▶ _What is expected_: Copy every line of the listing below word for word, omitting the pictures.

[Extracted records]

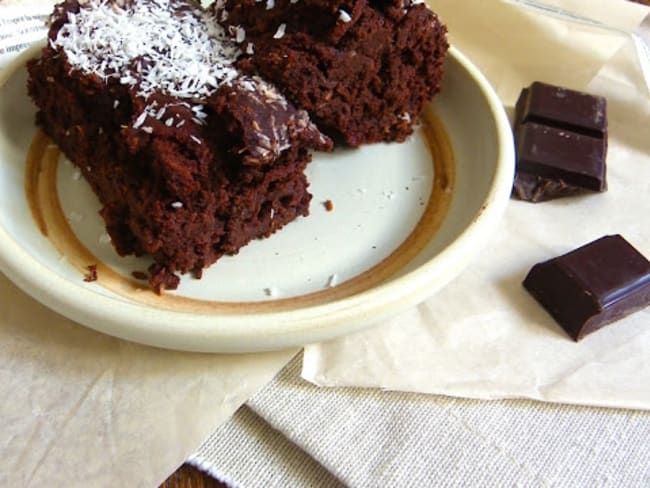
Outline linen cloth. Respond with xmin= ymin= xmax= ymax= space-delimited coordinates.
xmin=190 ymin=357 xmax=650 ymax=488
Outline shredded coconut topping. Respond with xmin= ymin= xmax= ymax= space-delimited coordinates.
xmin=51 ymin=0 xmax=241 ymax=109
xmin=339 ymin=9 xmax=352 ymax=23
xmin=273 ymin=24 xmax=287 ymax=39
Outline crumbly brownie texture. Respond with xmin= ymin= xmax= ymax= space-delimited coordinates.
xmin=213 ymin=0 xmax=448 ymax=146
xmin=28 ymin=0 xmax=331 ymax=291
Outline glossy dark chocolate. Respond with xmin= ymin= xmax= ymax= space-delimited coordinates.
xmin=516 ymin=81 xmax=607 ymax=138
xmin=517 ymin=122 xmax=607 ymax=191
xmin=523 ymin=235 xmax=650 ymax=341
xmin=513 ymin=82 xmax=607 ymax=202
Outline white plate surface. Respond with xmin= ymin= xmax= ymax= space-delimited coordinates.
xmin=0 ymin=44 xmax=514 ymax=352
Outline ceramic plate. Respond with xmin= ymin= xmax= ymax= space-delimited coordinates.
xmin=0 ymin=44 xmax=514 ymax=352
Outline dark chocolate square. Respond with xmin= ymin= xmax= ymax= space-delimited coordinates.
xmin=513 ymin=82 xmax=607 ymax=202
xmin=517 ymin=122 xmax=607 ymax=191
xmin=523 ymin=235 xmax=650 ymax=341
xmin=516 ymin=81 xmax=607 ymax=138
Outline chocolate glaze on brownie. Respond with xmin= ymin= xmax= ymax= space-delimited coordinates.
xmin=28 ymin=0 xmax=331 ymax=290
xmin=213 ymin=0 xmax=448 ymax=146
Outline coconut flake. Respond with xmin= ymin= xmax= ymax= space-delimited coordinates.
xmin=273 ymin=24 xmax=287 ymax=39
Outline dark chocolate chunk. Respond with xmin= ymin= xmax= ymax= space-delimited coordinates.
xmin=517 ymin=122 xmax=607 ymax=191
xmin=516 ymin=81 xmax=607 ymax=138
xmin=523 ymin=235 xmax=650 ymax=341
xmin=513 ymin=82 xmax=607 ymax=202
xmin=512 ymin=172 xmax=581 ymax=203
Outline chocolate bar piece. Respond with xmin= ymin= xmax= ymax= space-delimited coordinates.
xmin=517 ymin=122 xmax=607 ymax=191
xmin=516 ymin=81 xmax=607 ymax=139
xmin=513 ymin=82 xmax=607 ymax=202
xmin=523 ymin=235 xmax=650 ymax=341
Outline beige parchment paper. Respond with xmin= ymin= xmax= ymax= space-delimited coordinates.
xmin=0 ymin=0 xmax=296 ymax=487
xmin=302 ymin=0 xmax=650 ymax=409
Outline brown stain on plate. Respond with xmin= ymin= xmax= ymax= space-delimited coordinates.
xmin=25 ymin=110 xmax=455 ymax=314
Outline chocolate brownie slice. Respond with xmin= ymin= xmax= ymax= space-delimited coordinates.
xmin=28 ymin=0 xmax=331 ymax=291
xmin=213 ymin=0 xmax=448 ymax=146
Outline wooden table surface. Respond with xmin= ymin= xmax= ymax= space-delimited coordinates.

▶ _Answer below_:
Outline linen cloth. Respond with xmin= ymin= xmax= ymax= space-delimited coordinates.
xmin=190 ymin=357 xmax=650 ymax=488
Outline shredded coconut topping. Respond with xmin= ymin= xmax= ymax= space-delimited coordinates.
xmin=51 ymin=0 xmax=241 ymax=109
xmin=339 ymin=9 xmax=352 ymax=23
xmin=273 ymin=24 xmax=287 ymax=39
Outline crumbly brownie texture. Respond with xmin= ymin= xmax= ymax= space-delimited coordinates.
xmin=213 ymin=0 xmax=448 ymax=146
xmin=28 ymin=0 xmax=331 ymax=291
Outline glossy dark chocolate. Respond with xmin= ymin= xmax= ymax= space-delimited coordinates.
xmin=516 ymin=81 xmax=607 ymax=138
xmin=517 ymin=122 xmax=607 ymax=191
xmin=523 ymin=235 xmax=650 ymax=341
xmin=513 ymin=82 xmax=607 ymax=202
Outline white plate surface. Respond with xmin= ymin= xmax= ymax= space-delimited coordinates.
xmin=0 ymin=44 xmax=514 ymax=352
Outline ceramic plate. Respond with xmin= ymin= xmax= ymax= space-delimited coordinates.
xmin=0 ymin=44 xmax=514 ymax=352
Outline dark chocolate square. Respond with xmin= ymin= xmax= ymax= space-delimited coordinates.
xmin=513 ymin=82 xmax=607 ymax=202
xmin=517 ymin=122 xmax=607 ymax=191
xmin=523 ymin=235 xmax=650 ymax=341
xmin=516 ymin=81 xmax=607 ymax=138
Outline chocolate glaze on brownie. Respond with xmin= ymin= xmax= ymax= space-delimited coordinates.
xmin=28 ymin=0 xmax=331 ymax=290
xmin=213 ymin=0 xmax=448 ymax=146
Outline coconut flake. Respond with xmin= ymin= xmax= ymax= space-delimited coordinates.
xmin=273 ymin=24 xmax=287 ymax=39
Outline dark chocolate chunk. Respond with xmin= ymin= xmax= ymax= space-delimited coordinates.
xmin=517 ymin=122 xmax=607 ymax=191
xmin=516 ymin=81 xmax=607 ymax=138
xmin=523 ymin=235 xmax=650 ymax=341
xmin=513 ymin=82 xmax=607 ymax=202
xmin=512 ymin=172 xmax=581 ymax=203
Outline chocolate bar piece. Respond with xmin= ymin= xmax= ymax= space-delimited coordinates.
xmin=517 ymin=122 xmax=607 ymax=191
xmin=516 ymin=81 xmax=607 ymax=139
xmin=513 ymin=82 xmax=607 ymax=202
xmin=523 ymin=235 xmax=650 ymax=341
Outline beige parchment paper. Respond with xmin= ymin= xmax= ymax= space-delimited coordinates.
xmin=0 ymin=0 xmax=296 ymax=487
xmin=302 ymin=0 xmax=650 ymax=409
Outline brown stain on plate. Respond with xmin= ymin= xmax= ymax= space-delimited coordinates.
xmin=25 ymin=110 xmax=455 ymax=314
Outline chocolate brownie slice. Respond with xmin= ymin= xmax= ymax= space-delimited coordinates.
xmin=28 ymin=0 xmax=331 ymax=291
xmin=213 ymin=0 xmax=448 ymax=146
Outline wooden table surface. Respond with xmin= ymin= xmax= ymax= space-delimited coordinates.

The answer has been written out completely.